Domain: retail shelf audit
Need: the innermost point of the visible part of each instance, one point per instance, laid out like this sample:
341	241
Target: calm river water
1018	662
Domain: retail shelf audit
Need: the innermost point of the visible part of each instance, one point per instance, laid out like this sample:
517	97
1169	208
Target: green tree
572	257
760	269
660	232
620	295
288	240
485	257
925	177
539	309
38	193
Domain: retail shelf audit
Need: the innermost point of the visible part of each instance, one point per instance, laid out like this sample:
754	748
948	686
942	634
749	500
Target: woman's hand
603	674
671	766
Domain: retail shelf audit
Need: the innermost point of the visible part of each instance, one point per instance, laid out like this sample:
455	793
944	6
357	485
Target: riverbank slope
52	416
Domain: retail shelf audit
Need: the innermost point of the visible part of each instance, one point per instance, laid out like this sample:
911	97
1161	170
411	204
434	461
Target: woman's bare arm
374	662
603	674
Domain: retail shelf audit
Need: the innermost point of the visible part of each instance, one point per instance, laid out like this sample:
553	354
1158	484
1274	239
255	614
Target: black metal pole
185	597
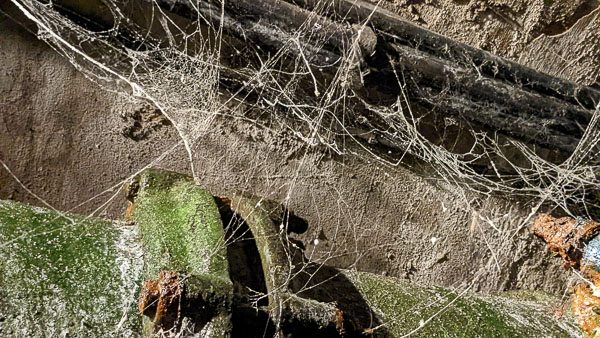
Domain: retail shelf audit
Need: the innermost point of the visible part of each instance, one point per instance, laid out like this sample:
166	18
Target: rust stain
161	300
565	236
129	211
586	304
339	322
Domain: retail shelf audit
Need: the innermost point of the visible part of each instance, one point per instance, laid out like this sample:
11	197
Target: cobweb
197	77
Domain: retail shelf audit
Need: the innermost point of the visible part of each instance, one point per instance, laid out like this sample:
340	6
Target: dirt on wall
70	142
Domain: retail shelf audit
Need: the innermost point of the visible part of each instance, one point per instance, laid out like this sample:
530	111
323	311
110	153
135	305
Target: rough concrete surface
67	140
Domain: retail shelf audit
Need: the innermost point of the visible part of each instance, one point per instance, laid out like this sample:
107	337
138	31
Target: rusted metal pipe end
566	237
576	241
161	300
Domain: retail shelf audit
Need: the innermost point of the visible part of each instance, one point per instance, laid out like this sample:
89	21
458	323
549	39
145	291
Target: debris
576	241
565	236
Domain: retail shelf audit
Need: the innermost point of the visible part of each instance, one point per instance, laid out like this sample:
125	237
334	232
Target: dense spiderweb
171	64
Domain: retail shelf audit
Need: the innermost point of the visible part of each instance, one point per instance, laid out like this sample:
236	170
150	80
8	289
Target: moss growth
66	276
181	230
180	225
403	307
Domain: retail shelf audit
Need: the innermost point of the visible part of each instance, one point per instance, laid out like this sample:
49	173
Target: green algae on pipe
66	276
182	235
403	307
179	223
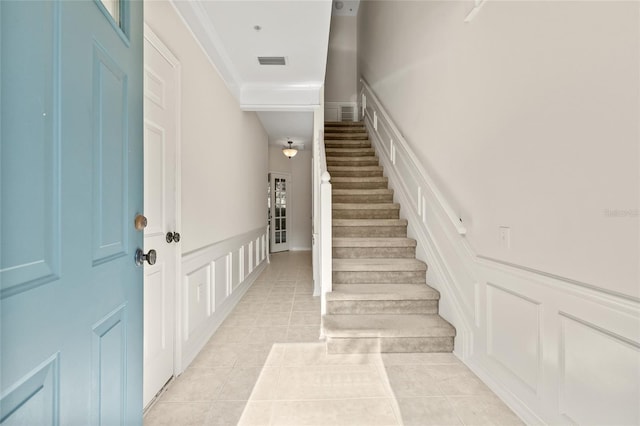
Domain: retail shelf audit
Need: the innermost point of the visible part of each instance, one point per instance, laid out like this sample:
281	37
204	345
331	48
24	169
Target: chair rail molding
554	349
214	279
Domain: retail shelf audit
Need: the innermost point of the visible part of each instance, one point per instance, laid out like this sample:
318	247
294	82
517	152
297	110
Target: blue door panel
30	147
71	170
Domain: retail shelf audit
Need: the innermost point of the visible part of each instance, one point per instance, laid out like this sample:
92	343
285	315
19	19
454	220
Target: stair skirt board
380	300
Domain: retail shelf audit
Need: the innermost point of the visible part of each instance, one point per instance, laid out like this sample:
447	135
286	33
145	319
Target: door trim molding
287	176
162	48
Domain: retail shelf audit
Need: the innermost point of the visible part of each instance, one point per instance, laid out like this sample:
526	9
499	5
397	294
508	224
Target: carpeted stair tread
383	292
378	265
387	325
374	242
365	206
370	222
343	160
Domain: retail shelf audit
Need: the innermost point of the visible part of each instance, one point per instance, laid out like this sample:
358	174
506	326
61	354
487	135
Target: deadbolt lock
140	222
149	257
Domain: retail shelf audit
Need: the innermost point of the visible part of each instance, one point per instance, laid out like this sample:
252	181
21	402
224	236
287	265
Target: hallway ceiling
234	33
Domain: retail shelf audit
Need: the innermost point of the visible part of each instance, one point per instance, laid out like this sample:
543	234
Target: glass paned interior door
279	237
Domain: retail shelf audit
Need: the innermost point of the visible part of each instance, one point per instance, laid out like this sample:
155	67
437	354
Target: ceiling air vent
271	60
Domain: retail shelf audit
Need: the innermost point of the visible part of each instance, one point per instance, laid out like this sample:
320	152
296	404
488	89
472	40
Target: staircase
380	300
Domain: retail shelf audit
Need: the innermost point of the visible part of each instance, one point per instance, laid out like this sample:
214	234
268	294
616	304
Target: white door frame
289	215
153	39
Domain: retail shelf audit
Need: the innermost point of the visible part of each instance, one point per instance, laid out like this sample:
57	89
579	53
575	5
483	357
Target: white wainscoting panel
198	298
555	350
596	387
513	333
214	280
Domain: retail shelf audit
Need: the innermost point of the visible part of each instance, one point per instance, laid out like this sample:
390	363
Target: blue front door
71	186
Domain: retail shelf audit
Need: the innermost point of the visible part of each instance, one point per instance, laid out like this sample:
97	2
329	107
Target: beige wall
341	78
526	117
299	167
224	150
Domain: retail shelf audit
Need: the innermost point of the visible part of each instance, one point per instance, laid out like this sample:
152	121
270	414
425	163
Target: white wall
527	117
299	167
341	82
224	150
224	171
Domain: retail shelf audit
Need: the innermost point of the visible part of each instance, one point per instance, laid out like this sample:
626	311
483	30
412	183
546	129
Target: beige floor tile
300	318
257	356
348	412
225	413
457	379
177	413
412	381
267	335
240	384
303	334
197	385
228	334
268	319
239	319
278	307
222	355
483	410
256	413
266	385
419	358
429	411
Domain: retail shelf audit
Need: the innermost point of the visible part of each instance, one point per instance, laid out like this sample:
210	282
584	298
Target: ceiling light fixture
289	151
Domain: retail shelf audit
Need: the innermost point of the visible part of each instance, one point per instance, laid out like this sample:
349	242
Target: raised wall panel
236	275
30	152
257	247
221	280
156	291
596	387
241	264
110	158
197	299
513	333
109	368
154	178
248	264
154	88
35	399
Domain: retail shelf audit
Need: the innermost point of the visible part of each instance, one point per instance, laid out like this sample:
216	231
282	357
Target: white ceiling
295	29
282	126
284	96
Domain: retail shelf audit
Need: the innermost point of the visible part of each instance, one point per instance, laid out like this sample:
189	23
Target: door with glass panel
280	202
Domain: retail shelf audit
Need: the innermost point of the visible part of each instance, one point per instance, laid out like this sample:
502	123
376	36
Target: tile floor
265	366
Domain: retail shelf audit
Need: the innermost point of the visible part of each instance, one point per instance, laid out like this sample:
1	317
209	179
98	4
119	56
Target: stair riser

=-=-=

» INSTRUÇÃO
Encontre todas as linhas acima que contêm a palavra "panel", levando em conta maiúsculas e minúsculas.

» RESULTADO FINAL
Target: blue door panel
Target: white wainscoting panel
Target: raised wall panel
Target: door with glass panel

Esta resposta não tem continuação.